Excerpted data →
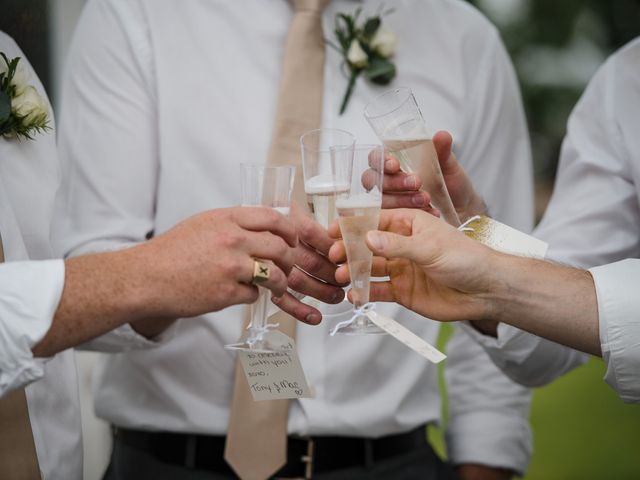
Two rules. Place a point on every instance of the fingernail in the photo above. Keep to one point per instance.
(377, 240)
(418, 200)
(312, 318)
(410, 182)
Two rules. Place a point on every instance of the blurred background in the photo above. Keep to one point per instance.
(581, 429)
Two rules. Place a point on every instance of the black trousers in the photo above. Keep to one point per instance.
(129, 463)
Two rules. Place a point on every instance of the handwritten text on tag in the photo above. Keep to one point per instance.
(275, 375)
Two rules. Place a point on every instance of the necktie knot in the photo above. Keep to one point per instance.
(315, 6)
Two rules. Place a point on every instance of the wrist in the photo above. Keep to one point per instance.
(496, 294)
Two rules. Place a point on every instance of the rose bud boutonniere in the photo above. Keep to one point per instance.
(23, 111)
(366, 48)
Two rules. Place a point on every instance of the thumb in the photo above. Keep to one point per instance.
(443, 142)
(390, 245)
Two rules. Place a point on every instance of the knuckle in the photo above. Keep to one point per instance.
(296, 279)
(305, 229)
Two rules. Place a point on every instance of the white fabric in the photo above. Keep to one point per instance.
(593, 219)
(162, 102)
(619, 311)
(29, 296)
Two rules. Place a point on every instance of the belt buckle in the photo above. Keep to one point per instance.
(308, 464)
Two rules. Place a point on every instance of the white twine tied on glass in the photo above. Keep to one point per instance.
(362, 311)
(258, 333)
(465, 226)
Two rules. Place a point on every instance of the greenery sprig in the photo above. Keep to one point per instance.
(23, 111)
(366, 49)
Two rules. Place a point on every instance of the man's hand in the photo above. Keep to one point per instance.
(201, 265)
(402, 190)
(434, 269)
(206, 262)
(314, 273)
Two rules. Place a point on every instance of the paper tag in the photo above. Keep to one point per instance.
(407, 337)
(275, 375)
(504, 238)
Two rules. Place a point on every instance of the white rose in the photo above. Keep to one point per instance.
(31, 107)
(356, 55)
(20, 79)
(384, 42)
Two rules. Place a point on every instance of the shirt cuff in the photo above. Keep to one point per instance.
(31, 293)
(489, 438)
(619, 319)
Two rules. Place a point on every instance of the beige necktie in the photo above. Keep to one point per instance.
(18, 457)
(257, 435)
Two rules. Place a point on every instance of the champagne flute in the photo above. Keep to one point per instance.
(398, 122)
(321, 184)
(359, 212)
(271, 187)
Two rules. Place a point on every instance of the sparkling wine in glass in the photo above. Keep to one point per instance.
(269, 187)
(322, 183)
(398, 122)
(359, 212)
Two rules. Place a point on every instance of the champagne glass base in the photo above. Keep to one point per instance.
(265, 345)
(362, 328)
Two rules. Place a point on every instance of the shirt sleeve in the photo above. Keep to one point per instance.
(108, 145)
(592, 219)
(526, 358)
(488, 413)
(29, 296)
(619, 317)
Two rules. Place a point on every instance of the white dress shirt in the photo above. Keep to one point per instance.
(162, 102)
(593, 219)
(29, 296)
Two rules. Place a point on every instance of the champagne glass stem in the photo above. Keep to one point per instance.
(259, 310)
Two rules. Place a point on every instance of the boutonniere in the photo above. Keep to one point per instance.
(23, 111)
(366, 48)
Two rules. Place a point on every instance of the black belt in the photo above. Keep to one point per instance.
(304, 455)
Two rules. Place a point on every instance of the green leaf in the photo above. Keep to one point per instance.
(380, 71)
(5, 107)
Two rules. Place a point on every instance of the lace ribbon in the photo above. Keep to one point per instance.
(465, 228)
(362, 311)
(258, 333)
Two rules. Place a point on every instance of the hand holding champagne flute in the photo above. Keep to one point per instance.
(398, 122)
(270, 187)
(358, 212)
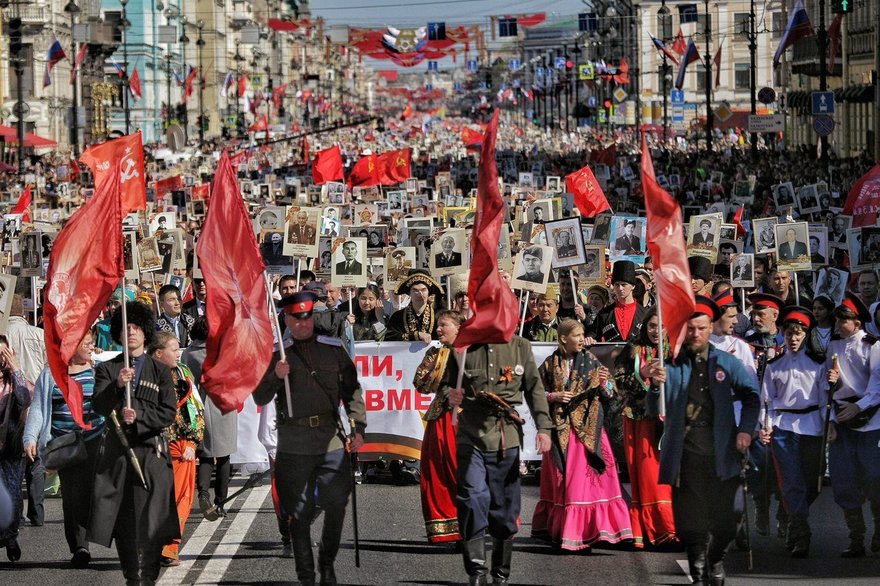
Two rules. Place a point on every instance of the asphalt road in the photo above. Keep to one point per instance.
(244, 548)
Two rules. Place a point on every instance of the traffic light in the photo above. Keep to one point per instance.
(15, 35)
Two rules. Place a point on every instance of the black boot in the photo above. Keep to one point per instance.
(697, 563)
(502, 552)
(799, 535)
(302, 556)
(855, 522)
(474, 553)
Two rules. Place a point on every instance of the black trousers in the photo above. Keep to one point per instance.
(703, 506)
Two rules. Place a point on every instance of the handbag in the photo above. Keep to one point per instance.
(65, 451)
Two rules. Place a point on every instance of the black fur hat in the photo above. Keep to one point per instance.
(138, 314)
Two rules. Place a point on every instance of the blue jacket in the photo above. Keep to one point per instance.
(728, 382)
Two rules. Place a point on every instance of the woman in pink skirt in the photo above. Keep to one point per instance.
(580, 502)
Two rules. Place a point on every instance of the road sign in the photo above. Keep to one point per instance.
(586, 72)
(823, 124)
(766, 123)
(823, 103)
(766, 95)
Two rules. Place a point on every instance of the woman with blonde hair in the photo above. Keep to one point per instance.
(580, 497)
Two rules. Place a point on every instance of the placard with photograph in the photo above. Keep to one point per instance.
(792, 250)
(765, 235)
(831, 282)
(819, 246)
(566, 238)
(398, 263)
(349, 262)
(704, 234)
(7, 290)
(531, 268)
(449, 253)
(592, 272)
(627, 240)
(301, 231)
(742, 271)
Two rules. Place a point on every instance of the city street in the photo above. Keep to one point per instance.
(244, 548)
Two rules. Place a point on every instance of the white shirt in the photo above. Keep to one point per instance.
(859, 364)
(796, 381)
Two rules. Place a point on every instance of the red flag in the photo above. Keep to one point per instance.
(327, 166)
(672, 276)
(394, 166)
(863, 200)
(239, 346)
(495, 308)
(365, 172)
(679, 45)
(134, 84)
(129, 152)
(85, 267)
(587, 192)
(23, 206)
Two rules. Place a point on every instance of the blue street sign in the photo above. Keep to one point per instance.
(823, 103)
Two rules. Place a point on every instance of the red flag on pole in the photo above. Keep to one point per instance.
(666, 245)
(128, 151)
(365, 172)
(587, 192)
(327, 166)
(23, 206)
(495, 308)
(863, 200)
(239, 346)
(85, 267)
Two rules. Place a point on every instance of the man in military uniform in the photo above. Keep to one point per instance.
(702, 446)
(796, 391)
(488, 444)
(852, 456)
(312, 466)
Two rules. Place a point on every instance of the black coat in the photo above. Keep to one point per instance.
(155, 401)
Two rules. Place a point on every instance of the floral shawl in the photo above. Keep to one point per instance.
(584, 414)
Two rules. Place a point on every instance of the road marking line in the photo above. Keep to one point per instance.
(226, 550)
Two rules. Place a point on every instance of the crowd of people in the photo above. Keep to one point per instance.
(765, 350)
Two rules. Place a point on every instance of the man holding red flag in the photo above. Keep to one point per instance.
(501, 366)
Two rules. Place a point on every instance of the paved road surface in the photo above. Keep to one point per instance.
(244, 548)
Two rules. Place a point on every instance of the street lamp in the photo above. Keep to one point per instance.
(124, 25)
(201, 44)
(73, 10)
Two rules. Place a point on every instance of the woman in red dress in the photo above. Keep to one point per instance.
(438, 483)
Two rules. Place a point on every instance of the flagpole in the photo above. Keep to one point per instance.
(273, 316)
(126, 358)
(662, 406)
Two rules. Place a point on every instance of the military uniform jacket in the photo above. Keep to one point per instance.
(728, 382)
(508, 370)
(321, 375)
(155, 401)
(604, 328)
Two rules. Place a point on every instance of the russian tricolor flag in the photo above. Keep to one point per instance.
(798, 27)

Task to carry out → Rewrite all the lines above, changing "one point per instance" to "a single point for each one" and keeping everything else the same. Leave the pictures out.

Answer below →
Two rules. Place a point on every instance of the fingernail in the photo above. Keep to a single point for each one.
(377, 240)
(418, 200)
(312, 318)
(410, 182)
Two rules. Place a point on every instance of the blurred background in the photo above. Keep to a single point for each one.
(581, 429)
Two rules. Place a point on every instance of the black trousers in the photo above. Keep to a single point for each one.
(129, 463)
Two rules. Place a point on every instance of the handwritten text on tag in the photo above. Keep to a single point for each one.
(275, 375)
Two rules. Place a point on every instance of the necktie knot in the photo above. Keep to a single point for each one.
(315, 6)
Two rules. Place a point on every instance of the wrist in the photo above. Keep to a single point for each one.
(496, 294)
Two rules. Place a point on every instance of the rose bud boutonniere in the photo above. Keep to a single point for each one.
(23, 111)
(366, 48)
Two rules. Place a point on every instance of the thumb in the photo above. Keep to a single point for each one.
(443, 142)
(390, 245)
Two rules. Place a point on every instance of the knuckle in the photo above. Keep to a single point for each one.
(296, 279)
(305, 229)
Two rules. Place a point on every instance of the white fabric in the photo above. Keep to a single point for each one.
(593, 219)
(162, 102)
(619, 311)
(29, 296)
Two rules. Place a point on every instance of the belt buckle in the photo above. Keep to a single point for each one.
(308, 464)
Two rules. Place a point on every instance of the white twine tied on glass in the photo above. Keep to a single point for each one.
(362, 311)
(258, 333)
(465, 226)
Two rules. Place a point on every instance of the greenery sprig in the photo above. Keep to a single point for each one.
(23, 111)
(366, 49)
Two rules. Place a point on every instance of the man's hand in the photo above. Keep to a single point for each one.
(201, 265)
(402, 190)
(434, 269)
(206, 262)
(314, 273)
Two rules. Place a point on every instance of the paper tag in the photo above. Keep to a single point for each one.
(407, 337)
(275, 375)
(504, 238)
Two rules. Place a point on every instance of the white rose in the photo above. Keep to a single point for each one.
(31, 107)
(356, 55)
(20, 79)
(384, 42)
Two rules. Place a point on every instance of the shirt cuff in the photo above. Keep to a single point for each one.
(31, 293)
(489, 438)
(619, 319)
Two rules. Place a point on every instance of the beige necktie in the photo above. Keep to a single point for each one.
(18, 457)
(257, 435)
Two rules. Place a point on every instance of the champagne flute in the photo above. Keep to a single point for each one.
(398, 122)
(321, 184)
(359, 212)
(271, 187)
Two rules. Place a point on every instance of the sparkling wine in glass in the photo above. Keep to a single point for each one.
(269, 187)
(322, 183)
(398, 122)
(359, 212)
Two rules. Place a point on every instance of the champagne glass base in the photo above. Keep to a single point for each one.
(265, 345)
(362, 328)
Two rules. Place a point on every instance of the shirt sleeve in the photo above. Keep to a single point for each one.
(108, 145)
(592, 219)
(526, 358)
(488, 413)
(29, 296)
(619, 317)
Two rules. Place a point on every instance of the white dress shirt in the photo above. Keep to a single point for each one.
(162, 102)
(593, 219)
(29, 296)
Two rules. Place a point on every instance of the champagne glass stem in the photo above. Keep to a single point for each one.
(259, 310)
Two rules. Place a point on every instance of the boutonniere in the photo above. Keep to a single point for each one.
(23, 111)
(366, 48)
Two rules. Place a point on every instance of the black belt in the photo above. Keep to a single point for each one.
(304, 455)
Two rules. Place a point on every instance of the green leaf in the photo above. Keep to a single point for each one.
(380, 71)
(5, 107)
Two rules. Place a point on every instance of the lace ribbon in the photo above. Keep to a single point for each one.
(465, 228)
(362, 311)
(258, 333)
Two rules. Place a point on every instance of the hand holding champagne flute in the photo above. Keep to a single point for each one.
(398, 122)
(270, 187)
(358, 212)
Two rules. Place a point on every instance of the asphalt road in the photo above. Keep to a single point for each one.
(244, 548)
Two rules. Place a point on every instance of the traffic light in the photo above. Keep to a single point for each one.
(15, 35)
Two rules. Place a point on every instance of the black boot in the photo above. Keep to a single point for each one.
(697, 563)
(502, 552)
(799, 535)
(302, 556)
(855, 522)
(474, 553)
Two rules. Place a point on every instance of the black trousers in the photo above. Keep to a single point for each one.
(703, 506)
Two rules. Place a point on every instance of the handbag in the photo above. Keep to a single point for each one.
(65, 451)
Two rules. Place a point on every instance of the black fur hat in the photo above. Keep to a single point for each one.
(138, 314)
Two rules. Place a point on every instance of the blue jacket in the photo above. Keep to a single point for each one.
(728, 382)
Two rules. Place a point on every instance of the woman in pink skirt in the photo above. Keep to a single point for each one.
(580, 502)
Two rules. Place a point on every instance of the road sign in the photo above. Keep to a single point for each one.
(586, 72)
(823, 124)
(766, 123)
(823, 103)
(766, 95)
Two rules. Place a point on every instance of the woman with blonde hair in the photo above. Keep to a single point for each one.
(580, 497)
Two rules. Place a point on every instance of the placard with photograph in the photo above. Keep to a single point for each one.
(792, 250)
(765, 235)
(831, 282)
(819, 246)
(566, 238)
(398, 263)
(349, 262)
(704, 234)
(7, 290)
(531, 268)
(449, 253)
(592, 272)
(627, 240)
(301, 231)
(742, 271)
Two rules. Place a point on every instance of the city street in the photo above. Keep to a single point for each one.
(244, 548)
Two rules. Place a point on every instance of the white shirt in the photo above. Keep to a single point for each one.
(859, 364)
(796, 381)
Two rules. Place a point on every instance of the red flag in the photo above. Keep to a single point for each one.
(327, 166)
(672, 276)
(394, 166)
(863, 200)
(239, 346)
(495, 308)
(365, 172)
(679, 45)
(134, 84)
(129, 152)
(85, 267)
(587, 192)
(23, 206)
Two rules. Place a point on every instance of the blue street sign in the photo above. Keep to a single point for each one.
(823, 103)
Two rules. Place a point on every instance of the red flag on pole in the photo above. Keep to a single point for each one.
(666, 245)
(128, 151)
(365, 172)
(587, 192)
(327, 166)
(23, 206)
(495, 308)
(863, 200)
(239, 346)
(85, 267)
Two rules. Place a point on every instance of the man in military uniform in the photo above. Keep to a single point for each one.
(702, 446)
(796, 391)
(488, 444)
(852, 456)
(312, 466)
Two rules. Place a point on every instance of the black coat in the photo above. Keep to a single point for each one.
(155, 401)
Two rules. Place a point on every instance of the floral shawl in the photo above. Keep to a single point for each one.
(584, 414)
Two rules. Place a point on every instance of the road marking line in the photo above. Keep to a single point for each one.
(226, 550)
Two rules. Place a point on every instance of the crowd of people in the photo above. Keep to a single point for each one.
(765, 350)
Two rules. Place a point on every instance of the man holding red flag in the photo above. Keep to a single point for each one.
(501, 366)
Two rules. Place a point on every instance of the paved road surface in the photo above. Keep to a single point for each one.
(244, 548)
Two rules. Place a point on every instance of the street lamp in the photo above. Keep to a single point for each one.
(124, 25)
(201, 44)
(73, 10)
Two rules. Place a point on every instance of the woman in red dress in the photo above. Keep to a single point for each one.
(438, 483)
Two rules. Place a point on every instance of the flagpole in the photo above. Keep to a single point for each one.
(273, 316)
(126, 358)
(662, 406)
Two rules. Place a point on every instance of the military uniform jacket in the photo above. Keep to a single point for each one.
(728, 382)
(508, 370)
(321, 375)
(155, 401)
(604, 328)
Two rules. Place a point on every instance of the russian tricolor flag in the photo above. Keep to a single point for each one.
(798, 27)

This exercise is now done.